Thursday, March 29, 2012

Emergency! IPCC tells the truth on something

Unusual climate extremes NOT happening!

The full IPCC Special Report on Extremes is out today, and I have just gone through the sections in Chapter 4 that deal with disasters and climate change.

Kudos to the IPCC -- they have gotten the issue just about right, where "right" means that the report accurately reflects the academic literature on this topic. Over time good science will win out over the rest -- sometimes it just takes a little while.

A few quotable quotes from the report (from Chapter 4):

* "There is medium evidence and high agreement that long-term trends in normalized losses have not been attributed to natural or anthropogenic climate change"

* "The statement about the absence of trends in impacts attributable to natural or anthropogenic climate change holds for tropical and extratropical storms and tornados"

* "The absence of an attributable climate change signal in losses also holds for flood losses"

The report even takes care of tying up a loose end that has allowed some commentators to avoid the scientific literature:

* "Some authors suggest that a (natural or anthropogenic) climate change signal can be found in the records of disaster losses (e.g., Mills, 2005; Höppe and Grimm, 2009), but their work is in the nature of reviews and commentary rather than empirical research."

Anytime that you read claims that invoke disasters loss trends as an indication of human-caused climate change, including the currently popular "billion dollar disasters" meme, you can simply call "bullshit" and point to the IPCC SREX report.

SOURCE





Is global warming cancelled?

A view from Russia

Continuous global warming, which has lately been the talk of the day, will not happen after all. In the 21st century, warming and cooling will be alternately replacing each other approximately every 40 years, with each subsequent cooling more severe than the previous one. This is proved by changes in the ice situation in the Arctic, Nikolay Dobretsov, Doctor of Geology and Mineralogy, the Chairman of the Earth Science United Academic Council, has told The Voice of Russia. He is convinced that the hypothesis of continuous climate warming on our planet has considerably exhausted itself.

What is asked >>
A: Retype the climate post word for word, from "The report even" to "IPCC SREX report.".
B: According to the climate post, roughly how often will warming and cooling replace each other in the 21st century?

Recorded data >>
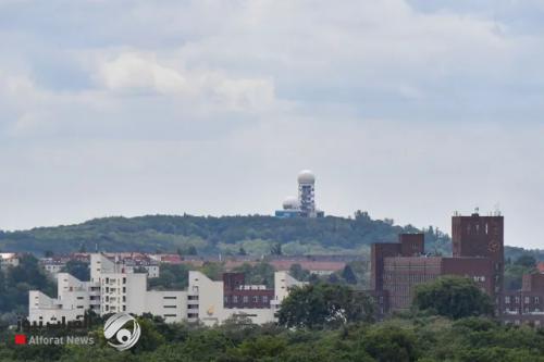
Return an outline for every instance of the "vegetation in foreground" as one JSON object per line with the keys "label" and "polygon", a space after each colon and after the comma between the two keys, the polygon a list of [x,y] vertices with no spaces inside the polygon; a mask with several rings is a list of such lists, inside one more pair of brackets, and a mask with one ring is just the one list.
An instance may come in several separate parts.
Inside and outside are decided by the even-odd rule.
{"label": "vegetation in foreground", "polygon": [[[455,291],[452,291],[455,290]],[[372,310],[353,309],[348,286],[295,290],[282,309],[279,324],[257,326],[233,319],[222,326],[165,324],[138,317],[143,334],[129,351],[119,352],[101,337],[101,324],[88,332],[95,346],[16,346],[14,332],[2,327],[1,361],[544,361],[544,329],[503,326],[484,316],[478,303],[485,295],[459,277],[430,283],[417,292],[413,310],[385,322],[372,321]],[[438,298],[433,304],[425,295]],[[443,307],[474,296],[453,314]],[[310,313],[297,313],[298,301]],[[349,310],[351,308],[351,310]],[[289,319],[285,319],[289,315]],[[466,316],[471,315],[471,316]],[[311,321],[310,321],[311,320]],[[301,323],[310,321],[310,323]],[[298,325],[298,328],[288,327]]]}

Task solutions >>
A:
The report even takes care of tying up a loose end that has allowed some commentators to avoid the scientific literature:

* "Some authors suggest that a (natural or anthropogenic) climate change signal can be found in the records of disaster losses (e.g., Mills, 2005; Höppe and Grimm, 2009), but their work is in the nature of reviews and commentary rather than empirical research."

Anytime that you read claims that invoke disasters loss trends as an indication of human-caused climate change, including the currently popular "billion dollar disasters" meme, you can simply call "bullshit" and point to the IPCC SREX report.

B: Approximately every 40 years.